**Фрагмент текста**
Прежней я стану – когда задышит
Грудь – с непривычки больно.
Кажется, близко, кажется, слышно –
Ветер и море.
Голос был задышливый, дикий,
Шелестела в воздухе борода.
Орфей: – Жутко мне – вдруг не тебя,
Эвридика,
К звёздам выведу, а…
Он взял – обернулся, сомненьем томим –
Змеища с мольбою в глазах,
С бревно толщиною, спешила за ним,
И он отскочил, объял его страх.
Из мерзкого брюха
Тянулись родимые тонкие руки
Со шрамом родимым – к нему.
Он робко ногтей розоватых коснулся.
– Нет, сердце твоё не узнало,
Меня ты не любишь, –
С улыбкою горькой змея прошептала.
Не надо! не надо! –
И с дымом растаяла в сумерках ада.

Мне кажется, это стихотворение Елены Шварц как раз об этом.

Да, именно так: не потеряй мой запах, не забывай его, не оборачивайся. Услышь меня.

Через все кислые больничные протирки. Через всё отвращение неузнаванья.

Через всю нашу невозможность защитить другого от клеёнчатого запаха смерти.

Но в самый ответственный момент – мы всегда оборачиваемся.

И теряем саму возможность хоть что-либо изменить.

В этом смысле – мне нравится, как жизнь подсовывает тебе рифмы. Пройдёт лет семь или десять, и то, что раньше было твоим поступком, аукнется чужим. То, что было твоим наваждением, станет чужой галлюцинацией. То, что было твоей виной, станет твоей реальностью.

(Иногда мне кажется, что мы вообще живём в одном сплошном огромном стихотворении. Или просто сами и есть это одно огромное стихотворенье.)

Так уж случилось, что четыре года назад я тоже оказался в больнице.

И человек, которого я к тому времени любил, пришёл ко мне, принёс два яблока, сел на стул, и смотрел с ужасом на то, что от меня осталось.

Трудно разговаривать с человеком, у которого трубка в голове. А у меня она – была. Разговор не очень клеился. Да и вообще – когда ты лежишь привязанный к стене проводом, через который у тебя откачивают кровь из головы, вся ситуация как-то не очень располагает тебя и неподготовленных свидетелей этого зрелища к необязательной светской болтовне. Поэтому я был раздражён и мучителен. Но – тем не менее – О. не унывал.

И вот когда уже настало время прощаться, О. нагнулся к моей руке и её поцеловал.

И вот в этот момент как раз и пришла расплата.

– Это не ты, – сказал он. И заплакал.

И тут-то и тренькнула эта рифма. Через пятнадцать лет. Тренькнула и дописала строфу.

А ведь я всегда так гордился своим запахом.

Мне говорили, что он блаженный.

А теперь я пах смесью спирта, шампуня и ещё какой-то гигиенической чепухи.

И с этим – уже ничего нельзя было поделать.

**Задания**
1. Перескажите короче абзац фрагмента, начинающийся словами «Трудно разговаривать с человеком», сохранив главные факты.
2. Ответьте, пожалуйста, по фрагменту: что О. принёс в больницу?
Следующий материал с фрагментом не связан.

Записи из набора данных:

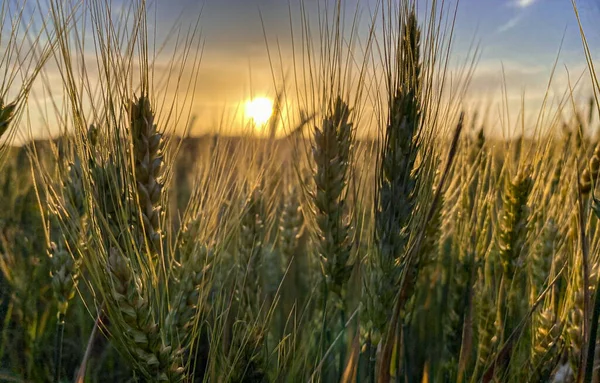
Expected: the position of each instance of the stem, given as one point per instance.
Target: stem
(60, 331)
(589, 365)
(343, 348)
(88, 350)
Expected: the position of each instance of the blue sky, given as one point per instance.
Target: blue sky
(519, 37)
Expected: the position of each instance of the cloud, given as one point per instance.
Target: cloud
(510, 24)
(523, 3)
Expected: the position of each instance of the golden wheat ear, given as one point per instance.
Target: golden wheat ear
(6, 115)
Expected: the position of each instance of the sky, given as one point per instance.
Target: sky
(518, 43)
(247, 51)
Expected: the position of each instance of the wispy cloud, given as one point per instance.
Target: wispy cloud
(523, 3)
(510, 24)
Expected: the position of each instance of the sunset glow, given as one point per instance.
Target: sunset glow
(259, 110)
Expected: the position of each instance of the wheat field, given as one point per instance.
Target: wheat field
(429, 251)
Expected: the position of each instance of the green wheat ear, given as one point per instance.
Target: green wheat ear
---
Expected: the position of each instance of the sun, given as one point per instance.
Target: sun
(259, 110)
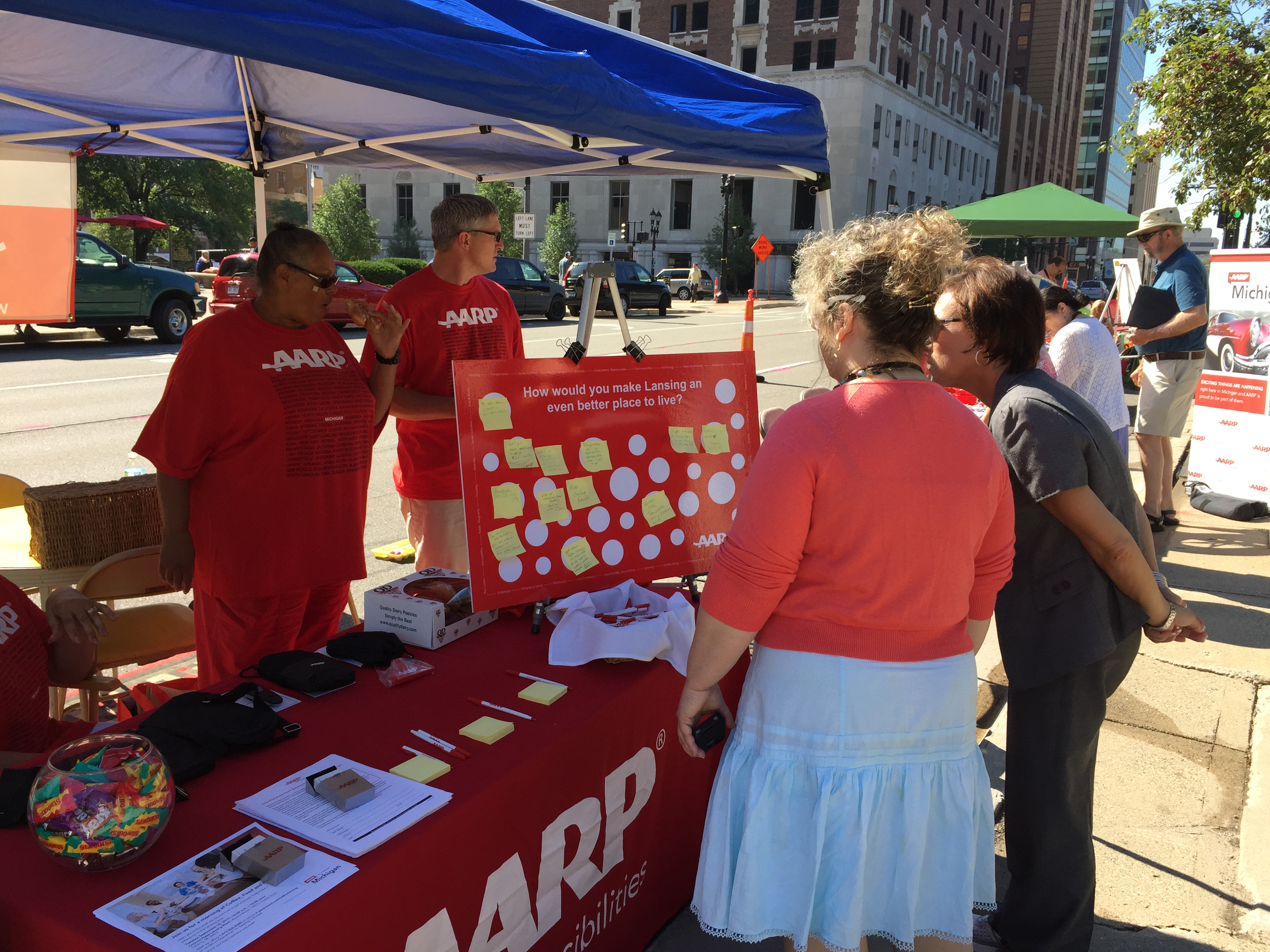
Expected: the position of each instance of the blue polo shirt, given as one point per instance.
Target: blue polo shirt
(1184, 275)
* * *
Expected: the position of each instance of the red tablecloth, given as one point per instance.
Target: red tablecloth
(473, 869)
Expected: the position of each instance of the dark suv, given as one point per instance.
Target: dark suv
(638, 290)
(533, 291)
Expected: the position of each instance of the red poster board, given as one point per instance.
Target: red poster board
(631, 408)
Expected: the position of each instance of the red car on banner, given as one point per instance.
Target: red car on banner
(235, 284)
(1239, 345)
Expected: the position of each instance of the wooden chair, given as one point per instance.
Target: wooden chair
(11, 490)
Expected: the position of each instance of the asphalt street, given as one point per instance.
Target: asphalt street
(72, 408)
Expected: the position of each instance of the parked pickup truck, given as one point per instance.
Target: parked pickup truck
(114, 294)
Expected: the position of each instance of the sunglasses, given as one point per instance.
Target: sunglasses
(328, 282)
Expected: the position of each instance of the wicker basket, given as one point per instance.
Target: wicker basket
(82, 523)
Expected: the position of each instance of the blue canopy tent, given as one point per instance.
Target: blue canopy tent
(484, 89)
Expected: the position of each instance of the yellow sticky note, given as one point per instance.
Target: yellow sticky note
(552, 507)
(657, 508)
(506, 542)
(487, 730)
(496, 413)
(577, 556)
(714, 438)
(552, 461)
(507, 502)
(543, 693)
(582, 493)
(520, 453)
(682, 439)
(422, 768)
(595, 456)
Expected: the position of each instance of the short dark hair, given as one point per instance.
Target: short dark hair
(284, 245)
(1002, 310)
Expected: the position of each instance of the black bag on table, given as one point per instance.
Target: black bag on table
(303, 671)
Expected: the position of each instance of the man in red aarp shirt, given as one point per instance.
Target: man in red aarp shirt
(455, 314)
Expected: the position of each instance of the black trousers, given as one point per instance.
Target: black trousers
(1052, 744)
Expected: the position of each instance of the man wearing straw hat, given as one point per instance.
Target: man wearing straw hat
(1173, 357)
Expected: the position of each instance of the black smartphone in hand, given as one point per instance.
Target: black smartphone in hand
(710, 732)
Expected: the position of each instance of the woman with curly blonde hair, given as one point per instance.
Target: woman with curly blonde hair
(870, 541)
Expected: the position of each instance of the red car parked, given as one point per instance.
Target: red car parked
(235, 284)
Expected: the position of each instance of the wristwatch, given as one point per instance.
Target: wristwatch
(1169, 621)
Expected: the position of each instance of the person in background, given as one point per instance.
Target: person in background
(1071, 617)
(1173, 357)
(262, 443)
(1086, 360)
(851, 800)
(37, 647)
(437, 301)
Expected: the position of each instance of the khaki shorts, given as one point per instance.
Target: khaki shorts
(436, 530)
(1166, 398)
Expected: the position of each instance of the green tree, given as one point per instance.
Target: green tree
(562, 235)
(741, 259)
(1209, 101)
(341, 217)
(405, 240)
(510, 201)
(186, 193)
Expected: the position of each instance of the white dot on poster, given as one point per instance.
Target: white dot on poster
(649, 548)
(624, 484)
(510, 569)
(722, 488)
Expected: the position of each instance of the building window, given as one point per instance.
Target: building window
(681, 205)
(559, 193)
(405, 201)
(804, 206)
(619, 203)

**Ответы к заданиям**
1. С человеком, у которого в голове трубка, разговаривать трудно, а у меня она была. Я лежал привязанный к стене проводом, через который из головы откачивали кровь, и это не располагало к светской болтовне. Поэтому я был раздражён и мучителен, но О. не унывал.

2. Два яблока.